» Work instructions
The lines below starting at the line containing "field in this photo." and ending at the line containing "blue football jersey in this photo." are to be repeated exactly, with both ends kept and nothing else added.

(Stored dataset items)
=======
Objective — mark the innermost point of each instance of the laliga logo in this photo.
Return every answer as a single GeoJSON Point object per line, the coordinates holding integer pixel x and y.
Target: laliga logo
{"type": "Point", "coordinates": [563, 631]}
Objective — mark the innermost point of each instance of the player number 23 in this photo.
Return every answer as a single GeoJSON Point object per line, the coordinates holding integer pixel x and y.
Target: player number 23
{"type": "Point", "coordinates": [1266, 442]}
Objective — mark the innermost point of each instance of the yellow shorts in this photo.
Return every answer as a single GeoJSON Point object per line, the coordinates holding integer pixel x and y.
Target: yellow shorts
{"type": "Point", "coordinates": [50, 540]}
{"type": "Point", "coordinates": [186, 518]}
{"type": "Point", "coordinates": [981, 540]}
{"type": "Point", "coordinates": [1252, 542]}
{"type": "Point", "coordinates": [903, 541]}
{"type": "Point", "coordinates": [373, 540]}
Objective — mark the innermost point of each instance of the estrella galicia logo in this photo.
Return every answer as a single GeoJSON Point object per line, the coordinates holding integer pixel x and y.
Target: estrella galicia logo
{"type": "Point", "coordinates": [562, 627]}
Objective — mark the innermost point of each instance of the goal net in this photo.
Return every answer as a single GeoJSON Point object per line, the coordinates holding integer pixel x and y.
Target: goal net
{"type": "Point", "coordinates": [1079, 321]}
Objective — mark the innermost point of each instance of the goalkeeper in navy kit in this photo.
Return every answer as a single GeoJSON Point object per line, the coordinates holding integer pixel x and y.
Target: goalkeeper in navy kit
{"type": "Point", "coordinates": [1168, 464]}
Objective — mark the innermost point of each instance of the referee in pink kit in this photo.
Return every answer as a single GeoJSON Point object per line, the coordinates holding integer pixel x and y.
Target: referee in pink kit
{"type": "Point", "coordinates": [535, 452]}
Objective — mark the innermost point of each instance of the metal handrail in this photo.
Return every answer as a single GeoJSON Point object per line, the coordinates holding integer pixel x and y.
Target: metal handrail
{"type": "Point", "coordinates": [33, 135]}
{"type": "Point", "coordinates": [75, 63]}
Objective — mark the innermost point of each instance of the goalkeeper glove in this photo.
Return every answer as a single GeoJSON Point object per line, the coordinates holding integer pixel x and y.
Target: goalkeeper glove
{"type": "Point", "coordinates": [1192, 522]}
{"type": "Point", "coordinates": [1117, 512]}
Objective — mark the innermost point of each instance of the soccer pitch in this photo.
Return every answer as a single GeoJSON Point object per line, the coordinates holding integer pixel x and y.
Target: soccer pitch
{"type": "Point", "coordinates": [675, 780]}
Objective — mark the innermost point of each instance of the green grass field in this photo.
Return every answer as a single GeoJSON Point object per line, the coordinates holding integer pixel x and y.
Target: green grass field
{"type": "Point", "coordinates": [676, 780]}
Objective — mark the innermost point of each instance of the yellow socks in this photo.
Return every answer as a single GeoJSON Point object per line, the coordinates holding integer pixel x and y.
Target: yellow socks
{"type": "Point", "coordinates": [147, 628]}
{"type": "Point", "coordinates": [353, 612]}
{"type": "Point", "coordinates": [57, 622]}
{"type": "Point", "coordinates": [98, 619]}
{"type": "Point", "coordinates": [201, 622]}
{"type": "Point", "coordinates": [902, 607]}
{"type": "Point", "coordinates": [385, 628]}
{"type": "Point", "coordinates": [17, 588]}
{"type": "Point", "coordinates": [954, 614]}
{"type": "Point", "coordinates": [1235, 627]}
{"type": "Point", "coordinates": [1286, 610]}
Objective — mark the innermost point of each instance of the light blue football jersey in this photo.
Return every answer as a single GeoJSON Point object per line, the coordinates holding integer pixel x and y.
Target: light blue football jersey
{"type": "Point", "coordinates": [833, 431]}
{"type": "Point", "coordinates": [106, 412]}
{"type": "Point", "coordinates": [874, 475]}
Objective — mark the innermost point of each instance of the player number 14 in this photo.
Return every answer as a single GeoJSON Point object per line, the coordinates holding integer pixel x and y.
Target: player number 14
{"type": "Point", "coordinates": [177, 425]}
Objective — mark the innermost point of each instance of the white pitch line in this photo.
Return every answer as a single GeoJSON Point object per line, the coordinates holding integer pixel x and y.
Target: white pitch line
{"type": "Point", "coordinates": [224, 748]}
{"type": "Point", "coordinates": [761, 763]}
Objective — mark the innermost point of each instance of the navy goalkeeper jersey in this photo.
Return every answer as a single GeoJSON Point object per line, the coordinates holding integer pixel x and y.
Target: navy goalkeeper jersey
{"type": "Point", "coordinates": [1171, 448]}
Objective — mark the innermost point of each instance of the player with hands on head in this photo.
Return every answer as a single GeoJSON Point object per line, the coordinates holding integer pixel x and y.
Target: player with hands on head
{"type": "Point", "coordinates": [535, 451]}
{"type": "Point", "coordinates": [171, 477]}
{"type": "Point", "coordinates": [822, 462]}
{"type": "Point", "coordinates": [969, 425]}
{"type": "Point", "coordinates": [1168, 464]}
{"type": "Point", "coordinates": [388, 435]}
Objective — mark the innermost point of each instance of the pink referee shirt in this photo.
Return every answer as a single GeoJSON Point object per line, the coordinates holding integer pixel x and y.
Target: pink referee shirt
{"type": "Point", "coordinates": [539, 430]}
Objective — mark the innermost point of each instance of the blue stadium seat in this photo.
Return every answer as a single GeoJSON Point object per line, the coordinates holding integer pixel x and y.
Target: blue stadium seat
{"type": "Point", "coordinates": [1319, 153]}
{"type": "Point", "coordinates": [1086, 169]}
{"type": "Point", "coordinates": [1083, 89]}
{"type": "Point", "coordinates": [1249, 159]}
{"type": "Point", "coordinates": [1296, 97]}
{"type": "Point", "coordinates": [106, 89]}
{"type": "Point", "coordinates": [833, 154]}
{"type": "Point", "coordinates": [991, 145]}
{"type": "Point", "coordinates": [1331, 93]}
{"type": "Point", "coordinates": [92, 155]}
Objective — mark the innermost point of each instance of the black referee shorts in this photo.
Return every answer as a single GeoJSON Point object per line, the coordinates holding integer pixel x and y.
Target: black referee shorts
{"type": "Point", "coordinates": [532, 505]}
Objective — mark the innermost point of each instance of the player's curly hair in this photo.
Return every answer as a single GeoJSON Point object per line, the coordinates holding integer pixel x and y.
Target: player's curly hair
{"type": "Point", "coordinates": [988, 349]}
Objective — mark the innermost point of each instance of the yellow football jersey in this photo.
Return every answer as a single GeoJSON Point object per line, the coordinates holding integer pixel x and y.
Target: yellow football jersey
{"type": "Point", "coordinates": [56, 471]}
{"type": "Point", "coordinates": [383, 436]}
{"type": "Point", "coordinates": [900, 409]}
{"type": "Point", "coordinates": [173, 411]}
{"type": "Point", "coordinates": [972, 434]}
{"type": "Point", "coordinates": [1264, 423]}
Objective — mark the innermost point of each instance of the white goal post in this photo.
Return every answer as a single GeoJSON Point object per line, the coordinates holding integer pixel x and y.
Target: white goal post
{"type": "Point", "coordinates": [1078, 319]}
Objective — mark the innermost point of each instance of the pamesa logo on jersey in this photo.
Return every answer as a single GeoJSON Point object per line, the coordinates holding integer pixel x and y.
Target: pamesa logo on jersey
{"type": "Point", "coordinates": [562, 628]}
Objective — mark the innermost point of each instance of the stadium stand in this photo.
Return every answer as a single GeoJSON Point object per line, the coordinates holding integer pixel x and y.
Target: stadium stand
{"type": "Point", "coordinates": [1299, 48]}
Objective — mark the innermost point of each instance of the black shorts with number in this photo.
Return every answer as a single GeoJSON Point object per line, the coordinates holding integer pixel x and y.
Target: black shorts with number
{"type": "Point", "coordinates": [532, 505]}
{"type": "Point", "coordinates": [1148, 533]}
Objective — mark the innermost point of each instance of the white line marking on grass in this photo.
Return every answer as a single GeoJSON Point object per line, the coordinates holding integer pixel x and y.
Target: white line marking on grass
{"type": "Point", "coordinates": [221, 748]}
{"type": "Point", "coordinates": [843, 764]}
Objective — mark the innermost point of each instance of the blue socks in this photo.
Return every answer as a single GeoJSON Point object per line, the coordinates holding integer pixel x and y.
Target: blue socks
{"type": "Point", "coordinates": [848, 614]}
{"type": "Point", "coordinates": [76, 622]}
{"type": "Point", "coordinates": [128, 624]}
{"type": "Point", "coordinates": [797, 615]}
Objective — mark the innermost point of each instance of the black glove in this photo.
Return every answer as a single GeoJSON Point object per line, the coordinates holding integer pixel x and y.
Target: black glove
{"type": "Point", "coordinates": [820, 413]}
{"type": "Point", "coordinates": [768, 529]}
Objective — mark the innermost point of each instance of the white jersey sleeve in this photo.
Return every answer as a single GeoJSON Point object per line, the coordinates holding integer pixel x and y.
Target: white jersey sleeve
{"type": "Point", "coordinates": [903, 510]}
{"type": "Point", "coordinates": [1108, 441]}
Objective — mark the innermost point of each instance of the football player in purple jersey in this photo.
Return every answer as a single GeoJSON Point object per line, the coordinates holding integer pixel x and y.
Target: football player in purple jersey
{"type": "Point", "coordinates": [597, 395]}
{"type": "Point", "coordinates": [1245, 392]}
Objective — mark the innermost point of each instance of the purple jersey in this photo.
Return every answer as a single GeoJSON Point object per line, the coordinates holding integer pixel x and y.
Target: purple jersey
=======
» Output
Objective — mark the innermost point of each instance of the green grass field in this photo.
Return every answer as a single GeoJSON Point object per line, the coordinates holding integer pixel x and y.
Target: green grass field
{"type": "Point", "coordinates": [676, 780]}
Objective — mark the innermost point of each instance of the yellow socks in this photo.
Return every answer as a single GeoJSON Point object per line, the coordinates holding integer pixel x and y.
Target: yellow socks
{"type": "Point", "coordinates": [147, 628]}
{"type": "Point", "coordinates": [353, 612]}
{"type": "Point", "coordinates": [57, 622]}
{"type": "Point", "coordinates": [98, 619]}
{"type": "Point", "coordinates": [201, 622]}
{"type": "Point", "coordinates": [902, 607]}
{"type": "Point", "coordinates": [385, 628]}
{"type": "Point", "coordinates": [17, 588]}
{"type": "Point", "coordinates": [954, 614]}
{"type": "Point", "coordinates": [1235, 627]}
{"type": "Point", "coordinates": [1286, 610]}
Objective — mark the innermost point of each instance of the light blue football jersey in this photo.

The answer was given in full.